What you will do:
(A) Name every album the Death Ambient article says the trio recorded, with the year of each.
(B) Write the next part of the article on the trio Death Ambient, picking up after its last sentence.

- Origin: New York City, U.S.
- Genres: Ambient, experimental, free improvisation
- Years active: 1995–2007
- Label: Tzadik
- Members: Fred Frith Kato Hideki Ikue Mori
- Past members: James Plotkin

= Death Ambient =

American experimental and ambient music trio

Death Ambient is an American experimental and ambient music trio comprising Kato Hideki (bass guitar), Ikue Mori (drum machines), and Fred Frith (guitar). The group was formed by Kato and Mori in 1995 and recorded three albums: Death Ambient (1995) Synaesthesia (1999), Drunken Forest (2007) with guest Jim Pugliese (percussion).

==Background==
Kato Hideki, a Japanese bass guitarist and founding member of Ground Zero, moved to New York City in 1992. He began working with Christian Marclay, Marc Ribot, and John Zorn. In 1995, he began collaborating with Ikue Mori, who had been the drummer for DNA. After DNA disbanded, Mori experimented with modified drum machines to play samples of music, before shifting entirely to laptop computer-based music creation. Mori and Kato invited guitarist Fred Frith to the join the group. A founding member of Henry Cow, Frith had lived in New York City for fourteen years and collaborated with many experimental music musicians. According to Mori, the aim of Death Ambient was "to create sounds and texture extravaganza."

Source material:
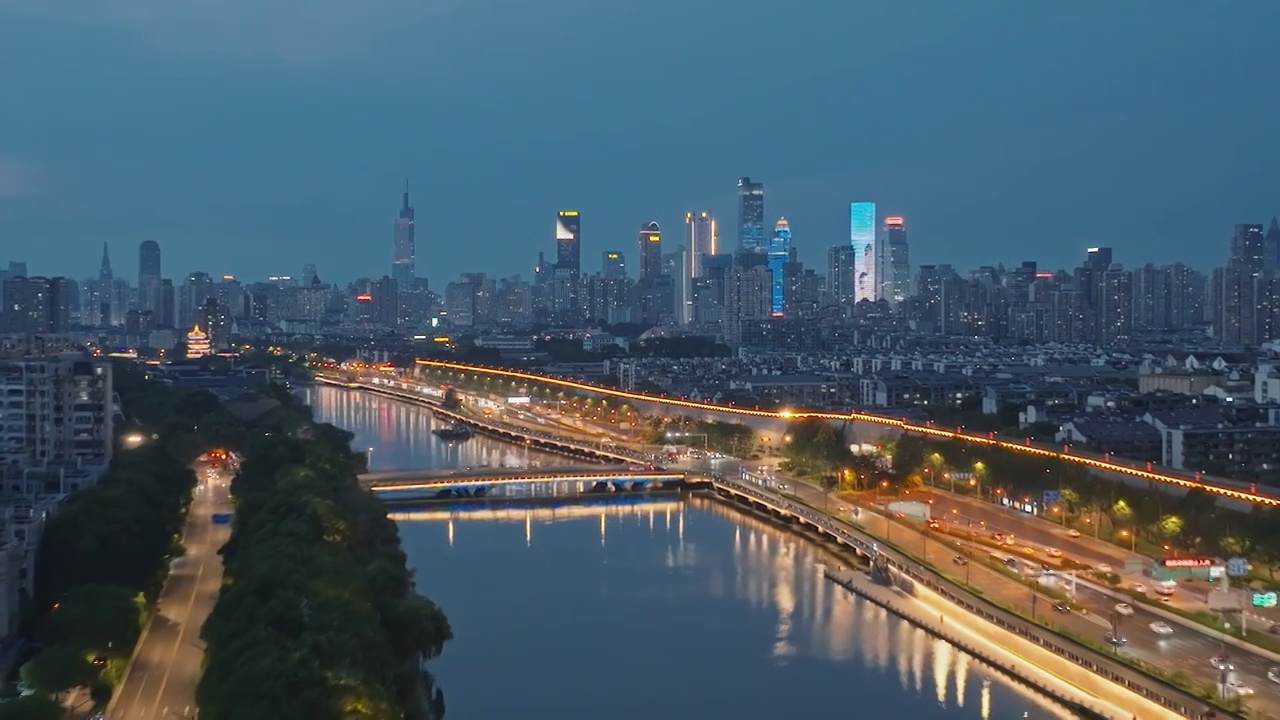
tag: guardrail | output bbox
[415,359,1280,507]
[713,477,1239,719]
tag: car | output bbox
[1226,680,1253,697]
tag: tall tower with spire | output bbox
[392,179,416,286]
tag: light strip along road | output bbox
[108,458,230,720]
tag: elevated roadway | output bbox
[404,359,1280,507]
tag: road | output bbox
[396,381,1280,717]
[108,458,230,720]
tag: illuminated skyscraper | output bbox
[737,177,764,252]
[877,217,911,305]
[849,202,881,302]
[556,210,582,273]
[602,250,627,281]
[639,223,662,282]
[769,218,791,318]
[392,181,417,290]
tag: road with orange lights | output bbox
[416,359,1280,507]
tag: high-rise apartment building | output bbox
[878,215,911,305]
[849,202,881,302]
[391,181,417,290]
[827,243,858,307]
[1230,224,1266,273]
[737,177,764,252]
[769,218,791,318]
[0,355,113,484]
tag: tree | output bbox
[0,694,67,720]
[19,646,97,694]
[46,584,143,657]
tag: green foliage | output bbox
[19,646,97,694]
[440,387,462,410]
[0,693,67,720]
[197,412,456,720]
[45,584,143,657]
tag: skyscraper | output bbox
[392,181,417,290]
[138,240,160,288]
[849,202,879,302]
[769,218,791,318]
[602,250,627,281]
[737,177,764,252]
[879,215,911,305]
[556,210,582,273]
[685,210,719,278]
[637,223,662,282]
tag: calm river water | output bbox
[308,387,1071,720]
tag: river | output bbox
[307,387,1071,720]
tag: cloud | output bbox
[0,156,35,197]
[0,0,461,65]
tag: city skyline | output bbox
[0,1,1280,283]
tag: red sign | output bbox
[1160,557,1213,570]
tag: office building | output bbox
[878,215,911,305]
[769,218,791,312]
[391,181,417,288]
[636,223,662,281]
[849,202,881,302]
[737,177,764,252]
[600,250,627,281]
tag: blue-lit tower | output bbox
[849,202,881,302]
[769,218,791,312]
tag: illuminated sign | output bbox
[1160,557,1213,570]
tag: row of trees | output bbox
[11,363,234,717]
[883,436,1280,580]
[197,396,452,720]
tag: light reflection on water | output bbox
[315,388,1071,720]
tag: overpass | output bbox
[315,375,652,465]
[360,465,686,497]
[404,359,1280,507]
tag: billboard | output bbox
[849,202,879,302]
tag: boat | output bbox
[431,423,472,439]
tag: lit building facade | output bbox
[389,182,417,288]
[849,202,879,302]
[769,218,791,318]
[737,177,764,252]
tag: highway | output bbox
[353,379,1280,717]
[108,458,230,720]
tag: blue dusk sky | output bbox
[0,0,1280,288]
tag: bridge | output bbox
[404,359,1280,507]
[360,465,686,498]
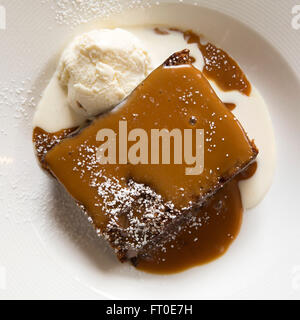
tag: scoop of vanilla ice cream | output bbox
[58,28,150,117]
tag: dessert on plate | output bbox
[33,27,272,273]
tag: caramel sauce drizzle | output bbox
[154,28,251,96]
[137,162,257,274]
[32,127,77,168]
[224,102,236,111]
[33,28,257,274]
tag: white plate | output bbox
[0,0,300,299]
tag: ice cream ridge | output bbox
[43,50,258,265]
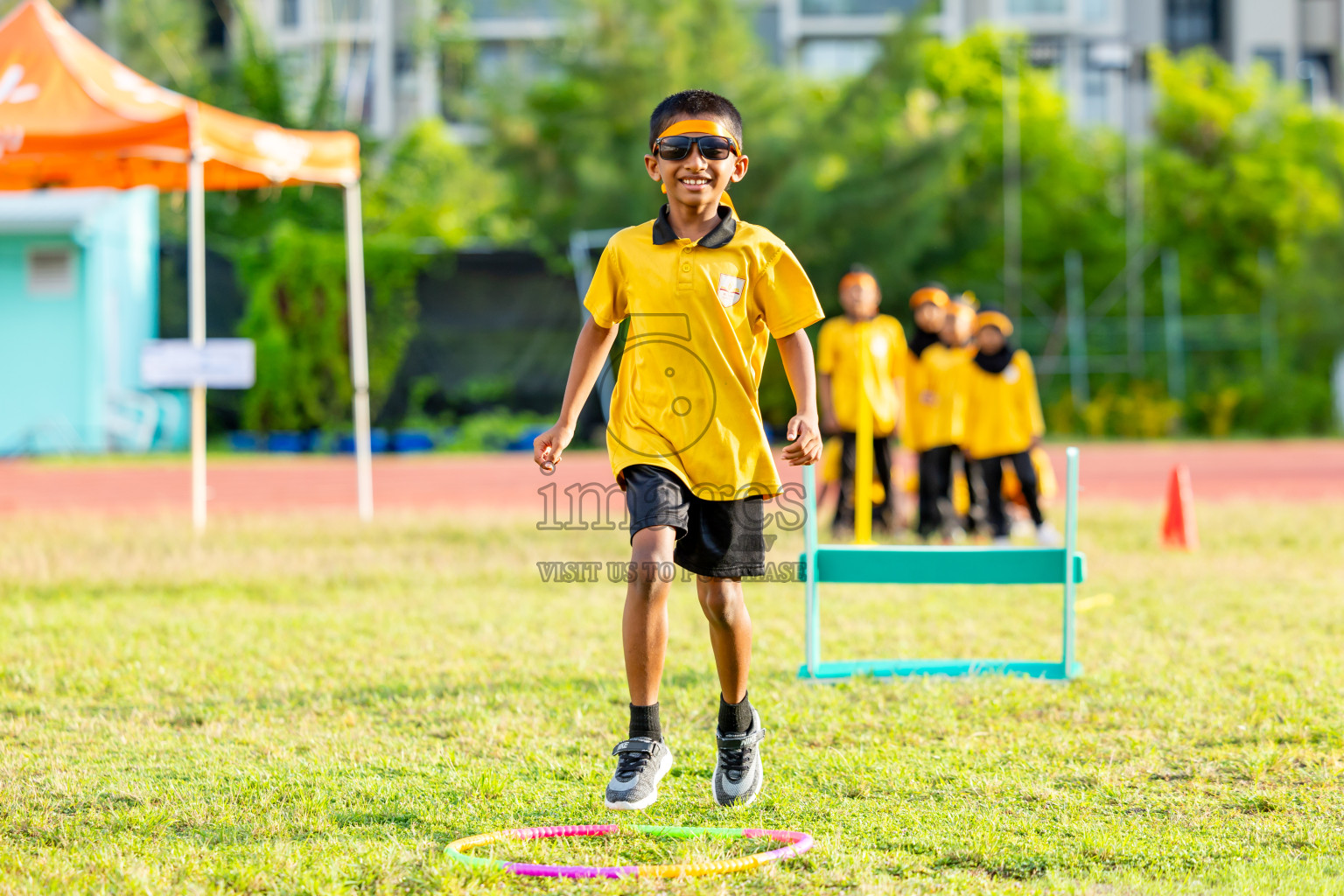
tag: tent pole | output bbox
[187,155,206,533]
[346,180,374,520]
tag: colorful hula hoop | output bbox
[444,825,812,878]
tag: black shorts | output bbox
[621,464,765,579]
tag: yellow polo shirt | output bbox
[903,342,972,452]
[817,314,908,437]
[962,349,1046,459]
[584,206,822,501]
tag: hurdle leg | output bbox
[1060,447,1081,678]
[802,465,821,678]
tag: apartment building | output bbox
[71,0,1344,137]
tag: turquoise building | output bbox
[0,186,187,455]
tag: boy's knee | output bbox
[700,579,742,625]
[630,525,676,563]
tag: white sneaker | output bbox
[605,738,672,808]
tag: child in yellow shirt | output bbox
[962,309,1060,545]
[817,269,906,536]
[903,284,965,539]
[938,291,983,536]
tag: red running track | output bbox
[0,439,1344,514]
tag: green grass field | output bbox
[0,504,1344,894]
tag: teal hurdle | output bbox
[798,447,1088,681]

Results of the tasks:
(A) Death Ambient (1995), Synaesthesia (1999), Drunken Forest (2007)

(B)
Death Ambient recorded their first album, Death Ambient at Green Point Studio in Brooklyn in 1995. The ambient music was a collection of improvised pieces that included Mori's drum machine generated sound samples. The album was released the same year in the New Japan series on John Zorn's Tzadik record label.

In 1997 American guitarist James Plotkin temporarily replaced Frith for a UK tour that included concerts in London and Stirling. The London concert was broadcast on BBC Radio 3's show, Mixing It. Frith rejoined Death Ambient in 1998 and the trio gave a concert in Halle, Germany. It was the first time the original trio had performed together as a group outside the recording studio. In June 1999 they returned to New York City to record their second album, Synaesthesia, using material from the concert in Germany. It was also released on Tzadik Records in 1999.

In May 2007, after six years in the making, Drunken Forest with guest percussionist Jim Pugliese was released, also in Tzadik's New Japan series. The trio (without Pugliese) performed the album live at John Zorn's not-for-profit experimental music performance space, The Stone, on May 4 and 5, 2007.

==Members==
- Kato Hideki – bass guitar
- Ikue Mori – drum machines, (since 2007) laptop computer
- Fred Frith – guitar

==Discography==
- Death Ambient (Tzadik, 1995)
- Synaesthesia (Tzadik, 1999)
- Drunken Forest (Tzadik, 2007)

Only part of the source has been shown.